Turn every line of the listing below into a numbered list, skipping any blank lines.

= = = = = = =

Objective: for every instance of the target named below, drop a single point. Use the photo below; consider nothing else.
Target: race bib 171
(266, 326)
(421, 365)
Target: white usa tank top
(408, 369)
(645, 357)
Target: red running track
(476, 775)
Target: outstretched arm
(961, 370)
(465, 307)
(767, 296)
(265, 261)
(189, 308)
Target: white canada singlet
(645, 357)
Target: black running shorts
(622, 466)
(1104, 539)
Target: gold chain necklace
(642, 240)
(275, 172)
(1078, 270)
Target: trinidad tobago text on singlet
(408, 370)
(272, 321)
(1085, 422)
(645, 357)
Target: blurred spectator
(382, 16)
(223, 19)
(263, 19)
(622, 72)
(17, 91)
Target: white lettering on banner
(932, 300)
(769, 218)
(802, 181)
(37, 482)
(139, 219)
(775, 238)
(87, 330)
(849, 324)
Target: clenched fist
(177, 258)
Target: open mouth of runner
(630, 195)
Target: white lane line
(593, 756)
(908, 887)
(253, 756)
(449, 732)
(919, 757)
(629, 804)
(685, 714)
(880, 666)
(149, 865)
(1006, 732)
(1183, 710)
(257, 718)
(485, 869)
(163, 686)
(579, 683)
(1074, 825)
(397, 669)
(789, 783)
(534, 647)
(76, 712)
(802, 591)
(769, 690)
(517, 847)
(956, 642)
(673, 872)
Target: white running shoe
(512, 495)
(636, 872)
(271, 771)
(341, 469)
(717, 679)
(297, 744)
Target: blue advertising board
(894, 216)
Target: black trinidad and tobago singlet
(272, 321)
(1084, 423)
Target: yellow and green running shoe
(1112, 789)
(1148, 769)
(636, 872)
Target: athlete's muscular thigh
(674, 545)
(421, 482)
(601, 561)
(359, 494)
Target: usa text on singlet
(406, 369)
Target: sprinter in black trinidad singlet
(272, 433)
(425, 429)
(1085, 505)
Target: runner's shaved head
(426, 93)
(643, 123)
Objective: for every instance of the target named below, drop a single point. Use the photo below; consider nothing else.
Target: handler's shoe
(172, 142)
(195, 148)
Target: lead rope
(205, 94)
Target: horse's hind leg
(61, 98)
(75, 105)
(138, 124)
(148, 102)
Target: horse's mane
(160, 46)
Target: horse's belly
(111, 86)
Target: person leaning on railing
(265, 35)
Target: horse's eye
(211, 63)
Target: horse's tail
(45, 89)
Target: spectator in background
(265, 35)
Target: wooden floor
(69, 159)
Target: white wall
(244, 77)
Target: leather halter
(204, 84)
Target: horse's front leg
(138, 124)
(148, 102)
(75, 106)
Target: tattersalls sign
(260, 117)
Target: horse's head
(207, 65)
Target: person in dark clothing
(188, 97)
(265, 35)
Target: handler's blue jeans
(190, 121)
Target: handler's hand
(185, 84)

= = = = = = =

• _Response to the exercise_:
1. Objective: for every instance of the target named below, drop a single point. Use the photo below; consider nothing else.
2. Target: race bib 171
3. (266, 326)
4. (421, 365)
5. Target: white usa tank top
6. (408, 369)
7. (645, 357)
8. Target: red running track
9. (476, 775)
10. Target: outstretched arm
11. (961, 370)
12. (465, 307)
13. (767, 296)
14. (265, 261)
15. (189, 308)
16. Target: white canada singlet
17. (645, 357)
18. Target: black running shorts
19. (622, 466)
20. (1104, 539)
21. Target: gold chain necklace
22. (642, 240)
23. (275, 172)
24. (1078, 270)
25. Target: trinidad tobago text on singlet
26. (408, 370)
27. (272, 321)
28. (1085, 422)
29. (645, 357)
30. Target: blurred spectator
31. (382, 16)
32. (223, 19)
33. (263, 19)
34. (622, 72)
35. (17, 91)
36. Target: white lettering on banner
37. (932, 300)
38. (769, 218)
39. (802, 181)
40. (37, 482)
41. (139, 219)
42. (775, 238)
43. (87, 330)
44. (849, 324)
45. Target: clenched fist
46. (177, 258)
47. Target: open mouth of runner
48. (630, 195)
49. Target: white lane line
50. (593, 756)
51. (908, 887)
52. (253, 756)
53. (449, 732)
54. (919, 757)
55. (629, 804)
56. (685, 714)
57. (880, 666)
58. (149, 865)
59. (1006, 732)
60. (1183, 710)
61. (257, 718)
62. (485, 869)
63. (163, 686)
64. (579, 683)
65. (1074, 825)
66. (397, 669)
67. (789, 783)
68. (534, 647)
69. (76, 712)
70. (802, 591)
71. (769, 690)
72. (517, 847)
73. (956, 642)
74. (673, 872)
75. Target: white running shoe
76. (512, 495)
77. (636, 872)
78. (271, 771)
79. (341, 469)
80. (717, 679)
81. (297, 744)
82. Target: blue advertising board
83. (894, 216)
84. Target: black trinidad and tobago singlet
85. (272, 321)
86. (1084, 423)
87. Target: yellow and green running shoe
88. (1112, 789)
89. (1148, 769)
90. (636, 872)
91. Target: athlete's muscular thigh
92. (674, 545)
93. (421, 482)
94. (601, 561)
95. (359, 494)
96. Target: usa text on singlet
97. (406, 369)
98. Target: sprinter in black trinidad singlet
99. (272, 433)
100. (425, 429)
101. (1085, 505)
102. Target: runner's shaved head
103. (426, 93)
104. (643, 123)
105. Objective: for every instance of the target named below, drop a single point. Use the photo below; consider nothing else.
106. Target: handler's shoe
107. (172, 142)
108. (195, 148)
109. Target: lead rope
110. (205, 94)
111. Target: horse's hind leg
112. (61, 98)
113. (75, 105)
114. (138, 124)
115. (148, 102)
116. Target: horse's mane
117. (160, 46)
118. Target: horse's belly
119. (111, 86)
120. Target: person leaning on railing
121. (265, 35)
122. Target: horse's eye
123. (211, 63)
124. Target: horse's tail
125. (45, 89)
126. Target: spectator in background
127. (265, 35)
128. Target: wooden floor
129. (69, 159)
130. Target: white wall
131. (244, 77)
132. Target: leather halter
133. (204, 84)
134. Target: horse's front leg
135. (138, 124)
136. (148, 102)
137. (75, 106)
138. Target: tattersalls sign
139. (260, 117)
140. Target: horse's head
141. (207, 65)
142. Target: person in dark clothing
143. (188, 97)
144. (265, 35)
145. Target: handler's blue jeans
146. (190, 121)
147. Target: handler's hand
148. (185, 84)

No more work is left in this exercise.